• [Instruction]: Every entry here needs to be repeated exactly.

>> begin Entries supplied

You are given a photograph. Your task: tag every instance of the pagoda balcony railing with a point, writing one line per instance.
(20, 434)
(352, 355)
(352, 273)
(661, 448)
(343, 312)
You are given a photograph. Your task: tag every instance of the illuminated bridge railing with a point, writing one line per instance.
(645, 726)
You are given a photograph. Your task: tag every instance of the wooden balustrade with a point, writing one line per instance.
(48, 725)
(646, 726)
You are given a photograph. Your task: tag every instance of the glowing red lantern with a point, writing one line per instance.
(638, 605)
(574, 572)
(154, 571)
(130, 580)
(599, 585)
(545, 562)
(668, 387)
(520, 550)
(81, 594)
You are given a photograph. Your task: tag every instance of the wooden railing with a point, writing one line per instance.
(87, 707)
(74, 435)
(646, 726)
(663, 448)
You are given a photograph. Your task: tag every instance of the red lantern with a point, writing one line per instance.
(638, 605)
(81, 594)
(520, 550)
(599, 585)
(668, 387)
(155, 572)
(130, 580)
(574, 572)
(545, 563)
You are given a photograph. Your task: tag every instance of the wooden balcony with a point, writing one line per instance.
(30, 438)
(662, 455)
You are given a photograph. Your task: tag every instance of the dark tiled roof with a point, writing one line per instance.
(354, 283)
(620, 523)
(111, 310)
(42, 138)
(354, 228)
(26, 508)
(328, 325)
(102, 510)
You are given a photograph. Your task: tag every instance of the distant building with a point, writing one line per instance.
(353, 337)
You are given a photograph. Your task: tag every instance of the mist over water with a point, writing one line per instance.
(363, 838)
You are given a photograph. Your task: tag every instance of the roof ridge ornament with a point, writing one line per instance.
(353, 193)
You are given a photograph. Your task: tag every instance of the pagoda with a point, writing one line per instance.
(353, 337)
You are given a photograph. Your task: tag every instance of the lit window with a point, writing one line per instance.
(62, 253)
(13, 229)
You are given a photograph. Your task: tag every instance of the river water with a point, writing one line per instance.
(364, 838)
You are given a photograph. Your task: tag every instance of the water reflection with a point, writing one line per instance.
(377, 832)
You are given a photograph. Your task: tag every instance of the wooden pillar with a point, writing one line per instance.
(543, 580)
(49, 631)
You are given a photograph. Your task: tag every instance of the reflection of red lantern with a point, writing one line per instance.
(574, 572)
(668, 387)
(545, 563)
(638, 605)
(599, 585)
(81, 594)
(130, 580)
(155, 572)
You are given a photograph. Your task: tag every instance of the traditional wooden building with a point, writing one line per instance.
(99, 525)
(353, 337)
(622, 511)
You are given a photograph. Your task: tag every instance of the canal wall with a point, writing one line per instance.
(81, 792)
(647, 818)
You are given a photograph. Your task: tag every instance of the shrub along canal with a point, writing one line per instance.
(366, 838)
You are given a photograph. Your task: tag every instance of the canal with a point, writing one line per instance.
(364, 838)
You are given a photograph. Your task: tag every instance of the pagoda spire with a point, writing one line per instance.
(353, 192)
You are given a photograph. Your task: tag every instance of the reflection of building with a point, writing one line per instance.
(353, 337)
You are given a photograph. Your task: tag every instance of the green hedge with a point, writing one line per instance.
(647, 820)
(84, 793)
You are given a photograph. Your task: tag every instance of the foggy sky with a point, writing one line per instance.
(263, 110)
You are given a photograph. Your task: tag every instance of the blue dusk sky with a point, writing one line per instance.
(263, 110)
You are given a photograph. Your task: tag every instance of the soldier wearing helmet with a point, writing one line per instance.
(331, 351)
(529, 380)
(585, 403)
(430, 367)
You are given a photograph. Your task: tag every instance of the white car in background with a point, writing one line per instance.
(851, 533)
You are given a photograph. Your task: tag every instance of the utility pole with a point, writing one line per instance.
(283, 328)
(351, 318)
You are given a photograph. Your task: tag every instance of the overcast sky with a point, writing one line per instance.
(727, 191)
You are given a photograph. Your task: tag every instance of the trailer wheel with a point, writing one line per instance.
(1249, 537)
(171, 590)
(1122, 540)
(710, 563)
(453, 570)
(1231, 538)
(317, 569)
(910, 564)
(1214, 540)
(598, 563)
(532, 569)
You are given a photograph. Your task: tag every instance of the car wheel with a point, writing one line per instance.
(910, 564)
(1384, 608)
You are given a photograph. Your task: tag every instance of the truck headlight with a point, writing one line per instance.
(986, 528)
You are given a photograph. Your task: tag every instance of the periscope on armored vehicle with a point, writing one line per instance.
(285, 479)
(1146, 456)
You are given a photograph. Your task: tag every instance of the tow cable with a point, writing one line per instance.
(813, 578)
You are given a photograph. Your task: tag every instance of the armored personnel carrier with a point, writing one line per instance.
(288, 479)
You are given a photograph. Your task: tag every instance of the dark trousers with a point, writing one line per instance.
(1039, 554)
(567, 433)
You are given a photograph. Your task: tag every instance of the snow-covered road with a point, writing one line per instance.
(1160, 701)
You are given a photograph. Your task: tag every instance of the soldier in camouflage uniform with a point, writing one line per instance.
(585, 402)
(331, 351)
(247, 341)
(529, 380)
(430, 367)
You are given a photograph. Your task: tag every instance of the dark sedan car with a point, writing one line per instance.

>> end Entries supplied

• [Result]:
You are given a photograph. Your task: tag every instance of the pagoda balcony railing with a point, writing one line per instance.
(20, 434)
(352, 355)
(352, 273)
(661, 448)
(343, 312)
You are given a photograph. Your task: tag every instance of the illuminated bridge railing with a point, writing one line per instance.
(645, 726)
You are given a photograph. Your task: tag every instance of the wooden balustrade with a point, writing one line per instance.
(48, 725)
(646, 726)
You are given a photograph. Your task: tag every instance of the glowing red lantern with a point, writing one line per instance.
(638, 605)
(574, 572)
(154, 571)
(130, 580)
(599, 585)
(545, 562)
(668, 387)
(520, 550)
(81, 594)
You are given a photograph. Your task: tag every instance of the wooden railing with a point, writing one line per instance.
(87, 707)
(74, 435)
(646, 726)
(663, 448)
You are given a photograph. Your task: tag every instance of the red lantern with a point, writing one line per instance.
(638, 605)
(81, 594)
(520, 550)
(599, 585)
(668, 387)
(155, 572)
(130, 580)
(574, 572)
(545, 563)
You are given a photograph. Your task: tag every instance of the wooden balcony with a point, writing one line per instance.
(30, 438)
(662, 455)
You are given a photograph. Your task: tag every instance of the dark tiled roof with a point, writing one line per instance.
(354, 283)
(620, 523)
(111, 310)
(42, 138)
(354, 228)
(26, 508)
(328, 325)
(102, 510)
You are given a photograph. Your task: tag every instance of the distant building with a point, writing one line per instance.
(353, 337)
You are given a photograph. Your task: tag every instance of the mist over water with a point, writing one line per instance.
(363, 838)
You are given a photograph. Your task: tag every instance of the roof ridge ornament with a point, writing one line per instance.
(353, 193)
You are given a photograph. Your task: tag every instance of the pagoda with a point, writing one line per instance.
(353, 337)
You are given a photograph. Your task: tag every instance of the lit window with a point, writing one line per instance.
(62, 253)
(13, 229)
You are given a photograph. Your task: tag every instance of the river water with a point, writing one line per instance.
(364, 838)
You are given a photograph. Your task: tag every instance of the water reflection with a point, writing one line per instance.
(377, 832)
You are given a photograph. Your task: tag every instance of the wooden pillar with a point, writing one line per instance.
(543, 580)
(49, 631)
You are given a photograph. Your task: tag every instance of the reflection of red lantern with a point, writing one line per instance.
(574, 572)
(668, 387)
(545, 563)
(638, 605)
(599, 585)
(81, 594)
(130, 580)
(155, 572)
You are given a photograph. Your task: tag every instance of the traditional wooden building with a point, writing one line per instance.
(99, 525)
(353, 337)
(622, 511)
You are given a photograph. Your task: tag every instance of the canal wall with a point, writing one line per instance.
(81, 792)
(647, 818)
You are given a photograph. Your task: tag every instance of the shrub along canal with a point, writing one line per instance.
(366, 838)
You are given a photograph. Your task: tag every instance of the canal with a point, writing one line per instance.
(364, 838)
You are given a photograph. Your task: tag every instance of the pagoda spire with a point, writing one line per instance.
(353, 192)
You are given a photograph. Your task: tag every instance of the reflection of building with a point, writing one line per instance.
(353, 337)
You are given a photograph. Your task: tag every instance of the green hedge with a point, writing one line per instance.
(647, 820)
(84, 793)
You are given a photograph. Your task: tag every instance of the foggy sky with a point, writing one line per instance.
(263, 110)
You are given a photograph. Your task: tag every instance of the blue dusk sky with a point, writing one line per instance.
(263, 110)
You are given a photograph. Your task: tag every instance of the soldier wearing helmet with a point, writing one line per instance.
(331, 351)
(529, 380)
(585, 403)
(430, 367)
You are given a photograph. Your task: tag every instance of the white car in background with a point, writing one line per instance.
(851, 533)
You are given a photograph. Your task: tag every instance of the utility pole with a point, writing one line per instance.
(283, 328)
(351, 318)
You are given a photograph. Your task: tag every instance of the overcast sky with a point, writing one line per instance.
(727, 191)
You are given a photograph. Your task: tag every instance of the trailer wheel with a point, writing one line per instance.
(1249, 537)
(171, 590)
(1122, 540)
(710, 563)
(453, 570)
(1231, 538)
(317, 569)
(910, 564)
(1214, 540)
(598, 563)
(532, 569)
You are given a photograph. Your task: tag every instance of the car wheel with a point, writing one line per instance.
(910, 564)
(1384, 608)
You are given a photograph. Your task: tag every instance of the truck headlight with a point, writing one line per instance.
(986, 528)
You are given a photograph. Your task: tag every instance of the periscope on armored vehicle with a point, writing one line per instance.
(285, 479)
(1146, 456)
You are given a photograph. Your task: tag every instance of the tow cable with a point, writing one line per instance.
(813, 578)
You are given a photograph. Your task: tag every instance of the armored personnel carrier with a point, writing one line per instance.
(288, 479)
You are given a photograph. Your task: tag every instance of the dark trousers with a point, writing one line per instance.
(1039, 554)
(567, 433)
You are given a photograph. Your task: tag every instance of the snow-covered road with a point, writing one line per instance.
(1160, 701)
You are given a photograph. Your task: tag every instance of the soldier in camouflage uniform with a point, writing one line per instance.
(585, 402)
(331, 351)
(247, 341)
(529, 380)
(430, 367)
You are given a photograph. Your task: tag every instance of the dark sedan car with a point, writing one line per instance.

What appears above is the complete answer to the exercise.